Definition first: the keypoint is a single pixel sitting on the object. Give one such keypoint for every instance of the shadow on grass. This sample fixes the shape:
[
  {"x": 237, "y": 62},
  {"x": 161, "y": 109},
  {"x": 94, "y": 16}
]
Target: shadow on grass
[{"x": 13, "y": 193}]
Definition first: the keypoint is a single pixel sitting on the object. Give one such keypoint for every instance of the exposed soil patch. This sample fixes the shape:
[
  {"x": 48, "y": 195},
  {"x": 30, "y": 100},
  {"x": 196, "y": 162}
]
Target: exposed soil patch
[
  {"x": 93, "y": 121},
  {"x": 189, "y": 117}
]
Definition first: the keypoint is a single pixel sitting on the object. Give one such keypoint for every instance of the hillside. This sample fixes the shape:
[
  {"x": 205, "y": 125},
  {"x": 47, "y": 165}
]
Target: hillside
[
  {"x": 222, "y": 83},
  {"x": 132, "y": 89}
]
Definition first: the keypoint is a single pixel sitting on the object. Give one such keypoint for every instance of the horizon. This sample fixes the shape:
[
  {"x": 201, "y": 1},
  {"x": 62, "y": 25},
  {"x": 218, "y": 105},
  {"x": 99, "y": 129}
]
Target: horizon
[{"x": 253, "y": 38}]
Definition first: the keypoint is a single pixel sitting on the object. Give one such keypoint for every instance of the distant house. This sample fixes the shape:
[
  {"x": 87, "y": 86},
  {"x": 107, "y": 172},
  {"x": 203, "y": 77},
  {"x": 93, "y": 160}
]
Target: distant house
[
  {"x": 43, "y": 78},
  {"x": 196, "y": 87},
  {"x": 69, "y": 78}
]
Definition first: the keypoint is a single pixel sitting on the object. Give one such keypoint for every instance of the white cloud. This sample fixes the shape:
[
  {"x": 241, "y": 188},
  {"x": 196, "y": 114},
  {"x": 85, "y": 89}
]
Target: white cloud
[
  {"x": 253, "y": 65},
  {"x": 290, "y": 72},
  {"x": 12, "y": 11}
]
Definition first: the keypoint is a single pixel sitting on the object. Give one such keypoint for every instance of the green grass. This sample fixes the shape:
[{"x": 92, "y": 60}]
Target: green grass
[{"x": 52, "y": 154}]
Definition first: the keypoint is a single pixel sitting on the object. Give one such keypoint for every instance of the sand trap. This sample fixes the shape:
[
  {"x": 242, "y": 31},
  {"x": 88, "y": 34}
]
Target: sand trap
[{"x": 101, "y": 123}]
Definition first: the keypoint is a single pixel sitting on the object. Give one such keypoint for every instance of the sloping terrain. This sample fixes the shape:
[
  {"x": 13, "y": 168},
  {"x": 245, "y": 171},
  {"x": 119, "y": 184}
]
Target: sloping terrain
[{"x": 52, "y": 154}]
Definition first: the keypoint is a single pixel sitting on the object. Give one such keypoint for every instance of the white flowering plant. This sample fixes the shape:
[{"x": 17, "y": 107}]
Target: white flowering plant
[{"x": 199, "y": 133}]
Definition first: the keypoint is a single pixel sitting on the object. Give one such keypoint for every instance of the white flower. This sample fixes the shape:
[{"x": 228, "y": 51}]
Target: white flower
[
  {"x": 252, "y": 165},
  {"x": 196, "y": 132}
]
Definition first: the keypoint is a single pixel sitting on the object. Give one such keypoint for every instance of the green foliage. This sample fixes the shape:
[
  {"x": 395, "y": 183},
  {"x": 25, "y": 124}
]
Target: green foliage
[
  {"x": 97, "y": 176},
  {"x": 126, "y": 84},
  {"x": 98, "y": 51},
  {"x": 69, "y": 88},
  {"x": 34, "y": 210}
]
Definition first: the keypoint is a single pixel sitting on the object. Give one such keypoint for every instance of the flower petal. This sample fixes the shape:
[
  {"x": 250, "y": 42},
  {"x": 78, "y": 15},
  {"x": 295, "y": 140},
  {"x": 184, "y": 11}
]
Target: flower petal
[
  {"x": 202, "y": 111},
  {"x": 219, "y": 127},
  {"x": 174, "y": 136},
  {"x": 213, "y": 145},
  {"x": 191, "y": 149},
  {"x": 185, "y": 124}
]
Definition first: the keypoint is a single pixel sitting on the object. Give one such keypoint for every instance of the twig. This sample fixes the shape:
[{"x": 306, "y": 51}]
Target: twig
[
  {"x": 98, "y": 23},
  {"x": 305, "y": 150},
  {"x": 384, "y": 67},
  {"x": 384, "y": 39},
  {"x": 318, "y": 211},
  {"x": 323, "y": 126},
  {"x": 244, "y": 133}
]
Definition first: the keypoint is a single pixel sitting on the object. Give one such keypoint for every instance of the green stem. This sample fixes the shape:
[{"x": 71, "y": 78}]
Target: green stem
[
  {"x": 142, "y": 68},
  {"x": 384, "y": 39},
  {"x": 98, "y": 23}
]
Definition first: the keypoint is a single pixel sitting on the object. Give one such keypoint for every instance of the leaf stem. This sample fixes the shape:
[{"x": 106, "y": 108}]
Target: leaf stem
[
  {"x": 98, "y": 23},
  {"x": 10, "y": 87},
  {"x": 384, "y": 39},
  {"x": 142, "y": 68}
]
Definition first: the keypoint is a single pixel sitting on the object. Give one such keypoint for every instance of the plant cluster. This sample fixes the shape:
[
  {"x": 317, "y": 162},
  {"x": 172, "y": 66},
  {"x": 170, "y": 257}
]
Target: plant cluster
• • • • • • •
Stated goal: Express the listing above as a JSON array of strings, one string per line, leaving out any blank lines.

Output of the exercise:
[
  "Definition first: the keypoint is a single pixel sitting on the object. Give one such keypoint for every instance of the shadow on grass. This sample fixes the shape:",
  "[",
  "  {\"x\": 237, \"y\": 62},",
  "  {\"x\": 161, \"y\": 109},",
  "  {\"x\": 94, \"y\": 16}",
  "]",
  "Target: shadow on grass",
  "[{\"x\": 13, \"y\": 193}]",
  "Definition first: the keypoint is a single pixel sitting on the object. Give one such keypoint for every instance of the exposed soil patch. This sample fixes the shape:",
  "[",
  "  {\"x\": 48, \"y\": 195},",
  "  {\"x\": 30, \"y\": 100},",
  "  {\"x\": 196, \"y\": 162}",
  "]",
  "Target: exposed soil patch",
  "[",
  "  {\"x\": 93, \"y\": 121},",
  "  {\"x\": 189, \"y\": 117}",
  "]",
  "Definition first: the keypoint is a single pixel sitting on the object. Give one such keypoint for every instance of the hillside. This sample fixes the shape:",
  "[",
  "  {\"x\": 205, \"y\": 125},",
  "  {\"x\": 47, \"y\": 165}",
  "]",
  "Target: hillside",
  "[",
  "  {\"x\": 222, \"y\": 83},",
  "  {\"x\": 132, \"y\": 89}",
  "]",
  "Definition first: the keypoint is a single pixel sitting on the object. Give one such keypoint for every instance of the horizon. This sample fixes the shape:",
  "[",
  "  {\"x\": 201, \"y\": 1},",
  "  {\"x\": 62, \"y\": 25},",
  "  {\"x\": 218, \"y\": 105},",
  "  {\"x\": 99, \"y\": 129}",
  "]",
  "Target: horizon",
  "[{\"x\": 253, \"y\": 38}]",
  "Definition first: the keypoint is a single pixel sitting on the object. Give one such keypoint for every instance of the distant house. This sample fixes the shape:",
  "[",
  "  {\"x\": 87, \"y\": 86},",
  "  {\"x\": 107, \"y\": 172},",
  "  {\"x\": 203, \"y\": 77},",
  "  {\"x\": 93, \"y\": 160}",
  "]",
  "Target: distant house",
  "[",
  "  {\"x\": 43, \"y\": 78},",
  "  {\"x\": 196, \"y\": 87},",
  "  {\"x\": 69, \"y\": 78}",
  "]",
  "Definition first: the keypoint is a single pixel sitting on the object. Give one such keypoint for every instance of the white cloud. This sample fixes the shape:",
  "[",
  "  {\"x\": 241, \"y\": 188},",
  "  {\"x\": 196, \"y\": 114},",
  "  {\"x\": 85, \"y\": 89}",
  "]",
  "Target: white cloud",
  "[",
  "  {\"x\": 253, \"y\": 65},",
  "  {\"x\": 290, \"y\": 72},",
  "  {\"x\": 12, \"y\": 11}",
  "]",
  "Definition first: the keypoint is a single pixel sitting on the object. Give one such keypoint for every instance of the green grass. This sample fixes the shape:",
  "[{\"x\": 92, \"y\": 60}]",
  "Target: green grass",
  "[{\"x\": 52, \"y\": 154}]",
  "Definition first: the keypoint is a single pixel sitting on the object. Give one such keypoint for every instance of the sand trap. This sample fixes the shape:",
  "[",
  "  {\"x\": 242, \"y\": 31},",
  "  {\"x\": 88, \"y\": 34}",
  "]",
  "Target: sand trap",
  "[{\"x\": 101, \"y\": 123}]",
  "Definition first: the keypoint is a single pixel sitting on the object. Give one such keypoint for every instance of the sloping terrain. This sample fixes the shape:",
  "[",
  "  {\"x\": 13, \"y\": 168},",
  "  {\"x\": 245, \"y\": 171},",
  "  {\"x\": 119, \"y\": 184}",
  "]",
  "Target: sloping terrain",
  "[{\"x\": 52, \"y\": 154}]",
  "Definition first: the keypoint is a single pixel sitting on the object. Give one such keypoint for every instance of the white flowering plant. This sample fixes the shape:",
  "[{\"x\": 17, \"y\": 107}]",
  "Target: white flowering plant",
  "[{\"x\": 199, \"y\": 133}]",
  "Definition first: the keypoint is a single pixel sitting on the object. Give one such keypoint for every instance of the white flower. This sample fixes the shape:",
  "[{\"x\": 228, \"y\": 51}]",
  "Target: white flower",
  "[",
  "  {\"x\": 252, \"y\": 165},",
  "  {\"x\": 196, \"y\": 132}",
  "]",
  "Definition first: the keypoint is a single pixel sitting on the object. Give one such keypoint for every instance of the green foliage. This sample fixes the shape:",
  "[",
  "  {\"x\": 395, \"y\": 183},",
  "  {\"x\": 25, \"y\": 124}",
  "]",
  "Target: green foliage",
  "[",
  "  {\"x\": 97, \"y\": 176},",
  "  {\"x\": 126, \"y\": 84},",
  "  {\"x\": 98, \"y\": 51},",
  "  {\"x\": 69, \"y\": 88},",
  "  {\"x\": 34, \"y\": 210}",
  "]",
  "Definition first: the keypoint is a single pixel sitting on the object. Give one such keypoint for every instance of the flower petal. This sample fixes the shape:",
  "[",
  "  {\"x\": 250, \"y\": 42},",
  "  {\"x\": 78, \"y\": 15},",
  "  {\"x\": 295, \"y\": 140},",
  "  {\"x\": 184, \"y\": 11}",
  "]",
  "Target: flower petal",
  "[",
  "  {\"x\": 202, \"y\": 111},",
  "  {\"x\": 219, \"y\": 127},",
  "  {\"x\": 174, \"y\": 136},",
  "  {\"x\": 213, \"y\": 145},",
  "  {\"x\": 191, \"y\": 149},",
  "  {\"x\": 185, \"y\": 124}",
  "]",
  "Definition first: the keypoint is a single pixel sitting on the object. Give one such keypoint for every instance of the twig. This sample fixes the shape:",
  "[{\"x\": 306, \"y\": 51}]",
  "Target: twig",
  "[",
  "  {\"x\": 98, \"y\": 23},",
  "  {\"x\": 305, \"y\": 150},",
  "  {\"x\": 384, \"y\": 67},",
  "  {\"x\": 384, \"y\": 39},",
  "  {\"x\": 318, \"y\": 211},",
  "  {\"x\": 323, \"y\": 126},",
  "  {\"x\": 244, \"y\": 133}",
  "]",
  "Definition first: the keypoint is a single pixel sitting on the object. Give one such keypoint for every instance of the green stem. This sample fixes the shape:",
  "[{\"x\": 71, \"y\": 78}]",
  "Target: green stem",
  "[",
  "  {\"x\": 142, \"y\": 68},",
  "  {\"x\": 384, \"y\": 39},",
  "  {\"x\": 98, \"y\": 23}",
  "]",
  "Definition first: the keypoint is a single pixel sitting on the object. Give one such keypoint for every instance of the leaf stem. This sample fixes the shape:",
  "[{\"x\": 106, \"y\": 108}]",
  "Target: leaf stem",
  "[",
  "  {\"x\": 98, \"y\": 23},",
  "  {\"x\": 10, \"y\": 87},",
  "  {\"x\": 384, \"y\": 39},",
  "  {\"x\": 142, \"y\": 68}",
  "]",
  "Definition first: the keypoint is a single pixel sitting on the object. Give one such keypoint for every instance of the plant cluster. This sample fixes the shape:",
  "[",
  "  {\"x\": 317, \"y\": 162},",
  "  {\"x\": 172, \"y\": 66},",
  "  {\"x\": 170, \"y\": 257}",
  "]",
  "Target: plant cluster"
]